Exercise requirements: Find each line in the data below that contains the word "Kindly" and copy it out. Match case exactly.

Supplied material:

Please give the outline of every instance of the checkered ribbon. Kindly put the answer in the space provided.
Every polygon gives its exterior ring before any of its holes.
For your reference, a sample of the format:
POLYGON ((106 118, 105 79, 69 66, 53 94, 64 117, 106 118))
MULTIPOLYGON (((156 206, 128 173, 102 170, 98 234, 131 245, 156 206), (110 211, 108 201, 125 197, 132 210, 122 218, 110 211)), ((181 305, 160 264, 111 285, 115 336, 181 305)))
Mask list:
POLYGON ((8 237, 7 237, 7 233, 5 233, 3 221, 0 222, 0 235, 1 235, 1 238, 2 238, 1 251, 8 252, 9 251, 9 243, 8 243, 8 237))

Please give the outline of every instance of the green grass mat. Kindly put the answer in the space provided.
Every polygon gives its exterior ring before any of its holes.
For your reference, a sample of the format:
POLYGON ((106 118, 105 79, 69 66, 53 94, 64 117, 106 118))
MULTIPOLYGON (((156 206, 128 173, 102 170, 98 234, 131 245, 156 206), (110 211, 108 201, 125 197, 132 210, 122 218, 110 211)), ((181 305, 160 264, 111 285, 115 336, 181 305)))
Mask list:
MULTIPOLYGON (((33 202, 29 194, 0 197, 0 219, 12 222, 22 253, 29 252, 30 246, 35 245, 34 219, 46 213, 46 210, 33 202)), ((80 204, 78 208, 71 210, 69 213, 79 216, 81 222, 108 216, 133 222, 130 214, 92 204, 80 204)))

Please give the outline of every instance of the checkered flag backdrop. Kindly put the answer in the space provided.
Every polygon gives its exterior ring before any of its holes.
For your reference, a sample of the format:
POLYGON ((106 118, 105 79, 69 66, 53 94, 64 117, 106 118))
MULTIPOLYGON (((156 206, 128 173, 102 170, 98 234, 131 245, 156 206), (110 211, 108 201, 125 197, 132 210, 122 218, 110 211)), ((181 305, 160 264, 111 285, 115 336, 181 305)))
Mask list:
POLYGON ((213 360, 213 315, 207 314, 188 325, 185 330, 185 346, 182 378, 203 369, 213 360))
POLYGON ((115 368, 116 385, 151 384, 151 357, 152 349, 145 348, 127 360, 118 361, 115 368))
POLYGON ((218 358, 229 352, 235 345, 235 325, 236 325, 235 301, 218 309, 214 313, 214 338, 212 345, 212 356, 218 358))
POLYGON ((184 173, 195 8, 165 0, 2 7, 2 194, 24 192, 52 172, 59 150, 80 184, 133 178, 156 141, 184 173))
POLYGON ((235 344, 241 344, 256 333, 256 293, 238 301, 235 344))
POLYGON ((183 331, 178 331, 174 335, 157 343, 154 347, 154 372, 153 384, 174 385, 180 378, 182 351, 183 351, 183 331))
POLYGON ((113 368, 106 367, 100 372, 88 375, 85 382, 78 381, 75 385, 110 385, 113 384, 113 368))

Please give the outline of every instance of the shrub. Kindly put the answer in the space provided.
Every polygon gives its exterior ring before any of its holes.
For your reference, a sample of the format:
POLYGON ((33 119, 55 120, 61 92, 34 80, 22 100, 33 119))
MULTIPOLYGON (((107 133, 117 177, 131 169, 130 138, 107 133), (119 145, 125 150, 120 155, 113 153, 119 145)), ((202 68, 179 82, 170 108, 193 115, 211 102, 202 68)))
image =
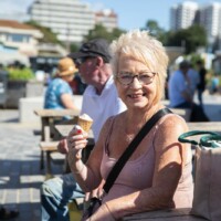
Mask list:
POLYGON ((9 73, 9 80, 20 80, 20 81, 28 81, 34 78, 34 73, 31 69, 7 69, 9 73))

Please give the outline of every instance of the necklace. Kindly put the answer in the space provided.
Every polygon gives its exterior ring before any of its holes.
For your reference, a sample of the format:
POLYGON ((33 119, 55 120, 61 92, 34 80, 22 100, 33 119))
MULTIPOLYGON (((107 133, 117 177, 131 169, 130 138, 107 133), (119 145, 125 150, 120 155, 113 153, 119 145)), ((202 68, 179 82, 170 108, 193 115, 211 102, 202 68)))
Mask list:
POLYGON ((127 135, 126 133, 125 133, 125 135, 126 135, 126 141, 127 143, 130 143, 135 137, 135 135, 127 135))

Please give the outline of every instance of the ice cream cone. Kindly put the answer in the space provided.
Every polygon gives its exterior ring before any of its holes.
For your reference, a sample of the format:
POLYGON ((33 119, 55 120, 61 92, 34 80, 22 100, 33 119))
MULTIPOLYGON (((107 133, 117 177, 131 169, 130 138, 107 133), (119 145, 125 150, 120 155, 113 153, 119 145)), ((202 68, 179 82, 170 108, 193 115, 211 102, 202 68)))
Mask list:
POLYGON ((78 116, 77 125, 80 125, 84 129, 84 131, 88 133, 92 127, 92 124, 93 119, 88 115, 83 114, 78 116))

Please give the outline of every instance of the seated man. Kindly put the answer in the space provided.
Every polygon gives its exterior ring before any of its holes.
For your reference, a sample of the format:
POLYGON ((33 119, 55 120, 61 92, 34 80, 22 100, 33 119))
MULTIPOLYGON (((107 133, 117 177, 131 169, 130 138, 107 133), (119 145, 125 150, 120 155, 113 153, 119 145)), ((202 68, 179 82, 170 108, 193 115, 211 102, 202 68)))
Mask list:
MULTIPOLYGON (((108 44, 102 39, 92 40, 70 56, 75 61, 81 77, 88 85, 83 94, 82 114, 93 118, 92 130, 96 141, 104 122, 109 116, 126 109, 114 84, 108 44)), ((65 141, 63 139, 59 148, 65 147, 63 144, 65 141)), ((61 151, 65 154, 67 149, 61 151)), ((45 181, 41 190, 42 221, 70 220, 67 203, 83 197, 84 192, 76 183, 73 173, 45 181)))

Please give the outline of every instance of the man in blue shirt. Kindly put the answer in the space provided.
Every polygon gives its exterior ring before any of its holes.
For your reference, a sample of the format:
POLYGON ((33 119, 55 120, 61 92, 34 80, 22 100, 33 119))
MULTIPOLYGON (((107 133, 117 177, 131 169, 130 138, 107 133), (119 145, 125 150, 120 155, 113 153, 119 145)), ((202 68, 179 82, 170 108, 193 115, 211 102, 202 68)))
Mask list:
POLYGON ((76 71, 72 59, 64 57, 59 61, 56 77, 50 83, 45 93, 44 108, 76 109, 72 99, 73 92, 69 84, 76 71))

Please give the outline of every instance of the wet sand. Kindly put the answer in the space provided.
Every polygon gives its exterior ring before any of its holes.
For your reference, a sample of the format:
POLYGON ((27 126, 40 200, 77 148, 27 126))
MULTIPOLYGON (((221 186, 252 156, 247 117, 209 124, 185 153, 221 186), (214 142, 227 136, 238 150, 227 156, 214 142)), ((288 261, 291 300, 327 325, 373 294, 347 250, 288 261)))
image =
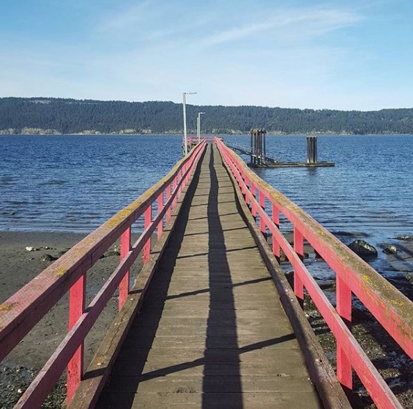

The result:
Please give the outline of every instance of the checkered ribbon. Kindly put the answer in the space provided.
Please give the outline of every instance of the green grass mat. Kindly put the answer in the space provided.
Please give the outline of every instance of the checkered flag backdrop. Kindly put the answer in the space provided.
Please give the outline of every instance of the shrub. Kindly put the answer in the space provided.
Please give the outline of every instance of the necklace. Kindly put the answer in the space provided.
Please give the outline of every instance of the ice cream cone. Kindly put the answer in the space provided.
Please give the outline of every instance of the seated man. Kindly put the answer in the space provided.
Please give the outline of every instance of the man in blue shirt. Kindly put the answer in the space provided.
Please give the outline of every instance of the wet sand. Kindly put the answer in the space provided.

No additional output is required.